Supplied material:
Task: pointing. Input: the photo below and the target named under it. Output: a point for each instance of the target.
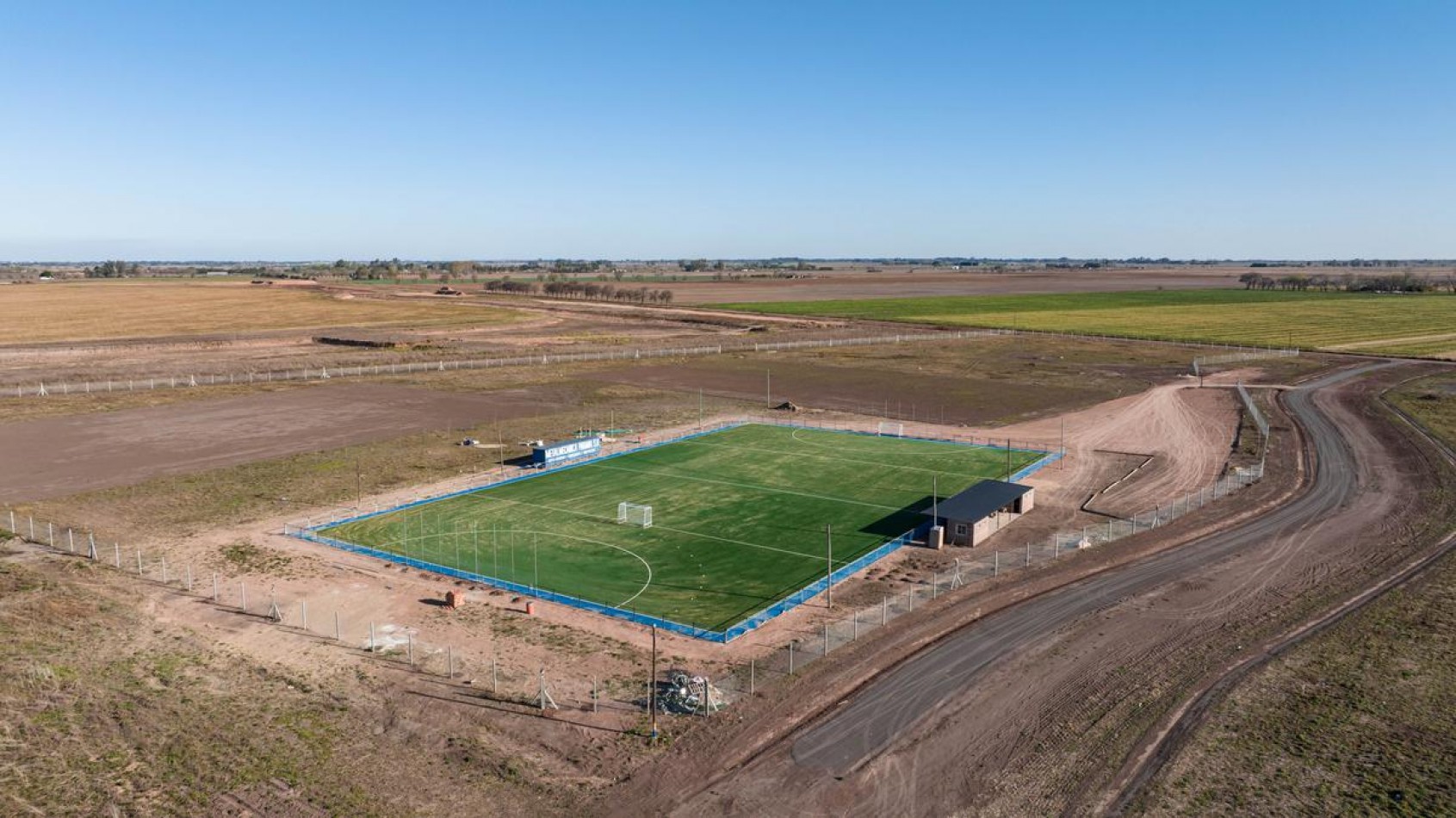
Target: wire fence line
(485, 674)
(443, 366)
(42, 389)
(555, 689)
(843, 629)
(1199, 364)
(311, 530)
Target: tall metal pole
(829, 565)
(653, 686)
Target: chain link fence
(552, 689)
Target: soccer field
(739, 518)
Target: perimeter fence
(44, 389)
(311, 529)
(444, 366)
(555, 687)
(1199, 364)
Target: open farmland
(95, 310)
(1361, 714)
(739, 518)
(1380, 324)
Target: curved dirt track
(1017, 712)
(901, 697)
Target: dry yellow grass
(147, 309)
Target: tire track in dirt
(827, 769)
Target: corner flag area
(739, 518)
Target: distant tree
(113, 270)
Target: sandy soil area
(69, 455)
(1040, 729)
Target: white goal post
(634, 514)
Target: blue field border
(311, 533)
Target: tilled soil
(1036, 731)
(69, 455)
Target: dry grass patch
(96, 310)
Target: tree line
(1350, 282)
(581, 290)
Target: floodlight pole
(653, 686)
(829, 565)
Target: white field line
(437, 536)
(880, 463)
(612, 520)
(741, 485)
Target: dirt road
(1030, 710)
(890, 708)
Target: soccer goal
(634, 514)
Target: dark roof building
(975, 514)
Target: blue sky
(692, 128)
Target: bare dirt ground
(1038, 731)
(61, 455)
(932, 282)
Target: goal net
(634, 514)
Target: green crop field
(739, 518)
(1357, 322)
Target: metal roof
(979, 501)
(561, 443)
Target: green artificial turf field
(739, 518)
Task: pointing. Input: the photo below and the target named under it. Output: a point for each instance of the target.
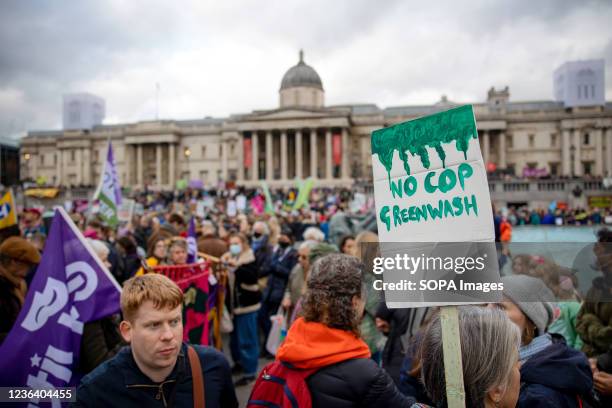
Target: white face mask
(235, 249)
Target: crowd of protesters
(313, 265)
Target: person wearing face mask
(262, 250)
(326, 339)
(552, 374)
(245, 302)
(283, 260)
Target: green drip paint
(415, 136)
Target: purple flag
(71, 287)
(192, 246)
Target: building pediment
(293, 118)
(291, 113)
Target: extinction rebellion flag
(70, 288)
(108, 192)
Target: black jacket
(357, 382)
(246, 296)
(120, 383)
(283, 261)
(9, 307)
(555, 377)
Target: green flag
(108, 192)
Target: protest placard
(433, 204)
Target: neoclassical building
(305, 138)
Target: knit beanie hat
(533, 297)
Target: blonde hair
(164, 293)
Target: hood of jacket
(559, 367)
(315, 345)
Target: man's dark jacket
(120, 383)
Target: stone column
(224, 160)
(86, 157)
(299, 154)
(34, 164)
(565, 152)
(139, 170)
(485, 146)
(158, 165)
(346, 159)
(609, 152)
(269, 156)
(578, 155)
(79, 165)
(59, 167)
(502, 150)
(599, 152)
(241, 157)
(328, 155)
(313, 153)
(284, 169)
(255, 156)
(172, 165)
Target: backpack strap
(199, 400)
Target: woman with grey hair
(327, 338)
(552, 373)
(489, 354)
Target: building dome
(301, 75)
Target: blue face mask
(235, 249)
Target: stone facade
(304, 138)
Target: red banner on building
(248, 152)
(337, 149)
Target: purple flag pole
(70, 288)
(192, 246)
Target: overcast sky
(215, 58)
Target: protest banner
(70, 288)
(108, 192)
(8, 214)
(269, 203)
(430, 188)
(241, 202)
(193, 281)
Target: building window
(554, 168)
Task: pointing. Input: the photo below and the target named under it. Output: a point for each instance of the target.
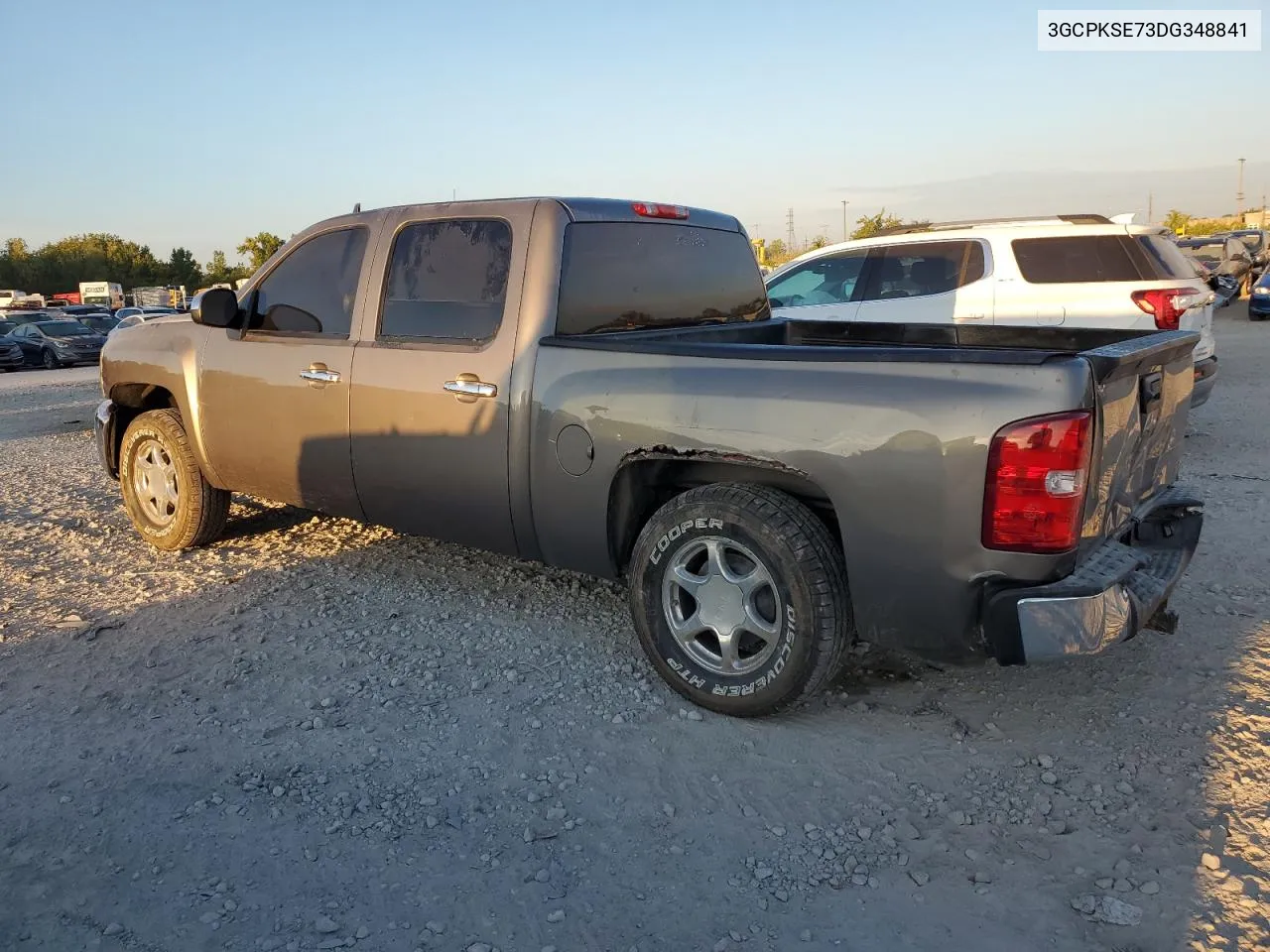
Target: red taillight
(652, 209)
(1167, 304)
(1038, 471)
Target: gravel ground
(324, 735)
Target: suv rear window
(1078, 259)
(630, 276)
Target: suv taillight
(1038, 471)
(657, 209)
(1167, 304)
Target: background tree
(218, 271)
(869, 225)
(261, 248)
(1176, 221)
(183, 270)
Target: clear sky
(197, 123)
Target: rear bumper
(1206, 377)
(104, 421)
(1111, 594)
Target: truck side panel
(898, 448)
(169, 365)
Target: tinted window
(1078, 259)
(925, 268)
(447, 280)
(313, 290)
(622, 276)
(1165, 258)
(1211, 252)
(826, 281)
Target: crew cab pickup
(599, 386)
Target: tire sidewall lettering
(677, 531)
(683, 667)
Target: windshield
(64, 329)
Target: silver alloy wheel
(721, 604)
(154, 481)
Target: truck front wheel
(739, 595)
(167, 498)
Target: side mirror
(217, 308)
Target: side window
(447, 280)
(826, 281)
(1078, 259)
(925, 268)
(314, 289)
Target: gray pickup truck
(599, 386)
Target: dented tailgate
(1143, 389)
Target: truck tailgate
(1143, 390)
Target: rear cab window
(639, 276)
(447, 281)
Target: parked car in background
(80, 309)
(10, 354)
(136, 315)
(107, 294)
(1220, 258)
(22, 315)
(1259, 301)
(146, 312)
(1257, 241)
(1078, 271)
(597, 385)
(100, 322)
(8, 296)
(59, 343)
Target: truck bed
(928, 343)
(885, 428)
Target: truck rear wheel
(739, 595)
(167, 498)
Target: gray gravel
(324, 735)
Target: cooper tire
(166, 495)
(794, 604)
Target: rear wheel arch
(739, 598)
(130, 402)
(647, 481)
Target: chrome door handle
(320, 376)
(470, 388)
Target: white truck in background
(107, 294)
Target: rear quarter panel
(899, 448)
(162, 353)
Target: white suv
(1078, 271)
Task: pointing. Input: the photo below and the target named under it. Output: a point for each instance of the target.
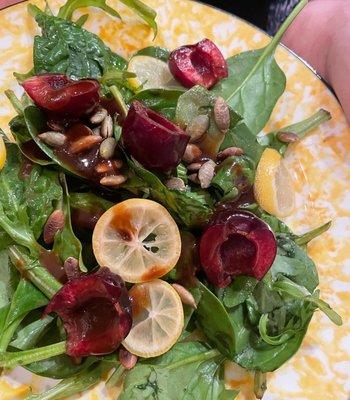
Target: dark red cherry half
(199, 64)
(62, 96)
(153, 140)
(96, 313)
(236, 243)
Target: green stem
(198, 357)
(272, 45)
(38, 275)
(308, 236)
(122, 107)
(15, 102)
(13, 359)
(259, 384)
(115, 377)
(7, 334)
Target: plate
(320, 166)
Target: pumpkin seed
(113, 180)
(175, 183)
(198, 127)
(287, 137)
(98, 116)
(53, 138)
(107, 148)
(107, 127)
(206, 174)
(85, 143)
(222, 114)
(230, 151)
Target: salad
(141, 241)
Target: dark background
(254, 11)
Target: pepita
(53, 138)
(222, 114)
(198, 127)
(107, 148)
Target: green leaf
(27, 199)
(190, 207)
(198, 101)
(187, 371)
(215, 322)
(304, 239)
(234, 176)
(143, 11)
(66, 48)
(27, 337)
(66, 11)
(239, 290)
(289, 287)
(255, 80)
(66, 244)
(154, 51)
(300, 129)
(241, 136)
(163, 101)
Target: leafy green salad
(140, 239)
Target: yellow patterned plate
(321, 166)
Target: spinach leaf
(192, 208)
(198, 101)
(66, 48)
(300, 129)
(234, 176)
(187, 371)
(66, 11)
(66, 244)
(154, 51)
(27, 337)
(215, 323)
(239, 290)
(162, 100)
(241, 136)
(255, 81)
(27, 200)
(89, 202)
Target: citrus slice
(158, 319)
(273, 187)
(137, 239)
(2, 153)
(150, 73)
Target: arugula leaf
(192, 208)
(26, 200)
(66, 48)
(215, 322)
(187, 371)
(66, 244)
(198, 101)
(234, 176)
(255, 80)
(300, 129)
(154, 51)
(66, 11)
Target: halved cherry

About this exercise:
Return the listing above verbatim and exclude every picture.

Answer box:
Task: pointing. Input: the photo below and the target named under it. Output: a point for each instance of the target.
Target: wire fence line
(485, 674)
(443, 366)
(42, 389)
(555, 689)
(843, 629)
(1199, 364)
(311, 530)
Target: tall metal pole
(829, 565)
(653, 686)
Target: chain link fence
(552, 689)
Target: soccer field
(739, 518)
Target: perimeter fence
(44, 389)
(311, 529)
(444, 366)
(555, 687)
(1199, 364)
Target: open farmland
(95, 310)
(1361, 714)
(739, 518)
(1380, 324)
Target: curved dirt track
(1017, 712)
(901, 697)
Target: dry yellow grass
(147, 309)
Target: tire track in dirt
(827, 769)
Target: corner flag area
(739, 518)
Target: distant tree
(113, 270)
Target: sandy soil area
(69, 455)
(1040, 729)
Target: white goal post
(634, 514)
Target: blue field border
(311, 533)
Target: tilled soil
(1036, 731)
(69, 455)
Target: dry grass patch
(96, 310)
Target: tree line
(1350, 282)
(581, 290)
Target: floodlight pole
(653, 686)
(829, 565)
Target: white field line
(437, 536)
(880, 463)
(612, 520)
(741, 485)
Target: dirt road
(1030, 710)
(890, 708)
Target: soccer goal
(634, 514)
Target: dark roof building
(975, 514)
Target: blue sky
(692, 128)
Target: bare dirt ground
(1038, 731)
(61, 455)
(932, 282)
Target: goal net
(634, 514)
Target: green crop field
(739, 518)
(1357, 322)
Target: metal roof
(979, 501)
(561, 443)
Target: green artificial turf field
(739, 518)
Task: pointing. Input: the photo below and the target named under it. Output: a point for each instance of the target.
Target: white face mask
(235, 249)
Target: crowd of protesters
(313, 265)
Target: person wearing face mask
(262, 250)
(326, 339)
(552, 374)
(245, 302)
(283, 260)
Target: green drip paint
(415, 136)
Target: purple flag
(71, 287)
(192, 246)
Target: building pediment
(293, 118)
(291, 113)
Target: extinction rebellion flag
(70, 288)
(108, 192)
Target: black jacket
(357, 382)
(246, 296)
(120, 383)
(283, 261)
(9, 307)
(555, 377)
Target: green flag
(108, 192)
Target: protest placard
(433, 204)
Target: neoclassical building
(305, 138)
Target: knit beanie hat
(533, 297)
Target: blonde hair
(164, 293)
Target: hood of jacket
(559, 367)
(315, 345)
Target: man's dark jacket
(120, 383)
Target: stone column
(224, 160)
(86, 157)
(299, 154)
(34, 164)
(565, 152)
(139, 170)
(485, 146)
(158, 165)
(346, 159)
(609, 152)
(269, 156)
(578, 155)
(79, 165)
(59, 167)
(502, 150)
(599, 152)
(241, 157)
(328, 155)
(313, 153)
(284, 169)
(255, 156)
(172, 165)
Target: backpack strap
(199, 400)
Target: woman with grey hair
(327, 338)
(552, 373)
(489, 354)
Target: building dome
(301, 75)
Target: blue face mask
(235, 249)
Target: stone facade
(304, 138)
Target: red banner on building
(248, 152)
(337, 149)
Target: purple flag pole
(70, 288)
(192, 246)
Target: overcast sky
(215, 58)
Target: protest banner
(70, 288)
(108, 192)
(8, 214)
(269, 203)
(430, 188)
(241, 202)
(193, 281)
Target: building window
(554, 168)
Task: pointing. Input: the photo below and the target named under it. Output: a point for each instance of the target.
Target: red taillight
(652, 209)
(1167, 304)
(1038, 471)
Target: gravel ground
(324, 735)
Target: suv rear window
(1078, 259)
(630, 276)
Target: suv taillight
(1038, 471)
(657, 209)
(1167, 304)
Target: background tree
(218, 271)
(869, 225)
(261, 248)
(1176, 221)
(183, 270)
Target: clear sky
(197, 123)
Target: rear bumper
(1206, 377)
(104, 421)
(1111, 594)
Target: truck side panel
(898, 448)
(169, 365)
Target: tinted window
(1078, 259)
(925, 268)
(447, 280)
(313, 290)
(622, 276)
(1165, 258)
(1211, 252)
(826, 281)
Target: crew cab pickup
(599, 386)
Target: tire sidewall lettering
(677, 531)
(683, 667)
Target: windshield
(64, 329)
Target: silver alloy wheel
(721, 604)
(154, 481)
Target: truck front wheel
(739, 595)
(167, 498)
Target: side mirror
(217, 308)
Target: side window
(447, 280)
(826, 281)
(1078, 259)
(925, 268)
(314, 289)
Target: gray pickup truck
(599, 386)
Target: dented tailgate
(1143, 389)
Target: truck tailgate
(1143, 390)
Target: rear cab window
(639, 276)
(447, 281)
Target: parked car in background
(80, 309)
(10, 354)
(136, 315)
(107, 294)
(1220, 258)
(22, 315)
(1259, 301)
(146, 312)
(1257, 241)
(1078, 271)
(597, 385)
(100, 322)
(8, 296)
(59, 343)
Target: truck bed
(928, 343)
(885, 428)
Target: truck rear wheel
(739, 595)
(167, 498)
Target: gray gravel
(324, 735)
Target: cooper tire
(166, 495)
(794, 604)
Target: rear wheel arch
(739, 598)
(130, 402)
(647, 481)
Target: chrome door handle
(320, 376)
(470, 388)
Target: white truck in background
(107, 294)
Target: rear quarter panel
(899, 448)
(162, 353)
Target: white suv
(1078, 271)
Task: pointing. Input: the photo below and the target named under it. Output: a point for each instance of the target.
Target: dark red cherry half
(199, 64)
(62, 96)
(153, 140)
(96, 313)
(236, 243)
Target: green stem
(198, 357)
(272, 45)
(38, 275)
(308, 236)
(122, 107)
(15, 102)
(13, 359)
(259, 384)
(115, 377)
(7, 334)
Target: plate
(320, 166)
Target: pumpkin seed
(113, 180)
(175, 183)
(198, 127)
(287, 137)
(98, 116)
(53, 138)
(107, 148)
(107, 127)
(206, 174)
(85, 143)
(222, 114)
(230, 151)
Target: salad
(141, 241)
Target: dark background
(254, 11)
Target: pepita
(53, 138)
(222, 114)
(198, 127)
(107, 148)
Target: green leaf
(27, 199)
(190, 207)
(198, 101)
(187, 371)
(215, 322)
(304, 239)
(234, 176)
(143, 11)
(66, 48)
(27, 337)
(66, 11)
(239, 290)
(289, 287)
(255, 80)
(66, 244)
(154, 51)
(300, 129)
(241, 136)
(163, 101)
Target: leafy green salad
(140, 239)
Target: yellow patterned plate
(321, 166)
Target: spinach leaf
(192, 208)
(198, 101)
(66, 48)
(300, 129)
(234, 176)
(187, 371)
(66, 11)
(66, 244)
(154, 51)
(27, 337)
(215, 323)
(239, 290)
(162, 100)
(241, 136)
(255, 81)
(27, 200)
(89, 202)
Target: citrus slice
(158, 319)
(273, 187)
(137, 239)
(2, 153)
(150, 73)
Target: arugula leaf
(192, 208)
(26, 200)
(66, 48)
(215, 322)
(187, 371)
(66, 244)
(198, 101)
(234, 176)
(255, 80)
(300, 129)
(154, 51)
(66, 11)
Target: halved cherry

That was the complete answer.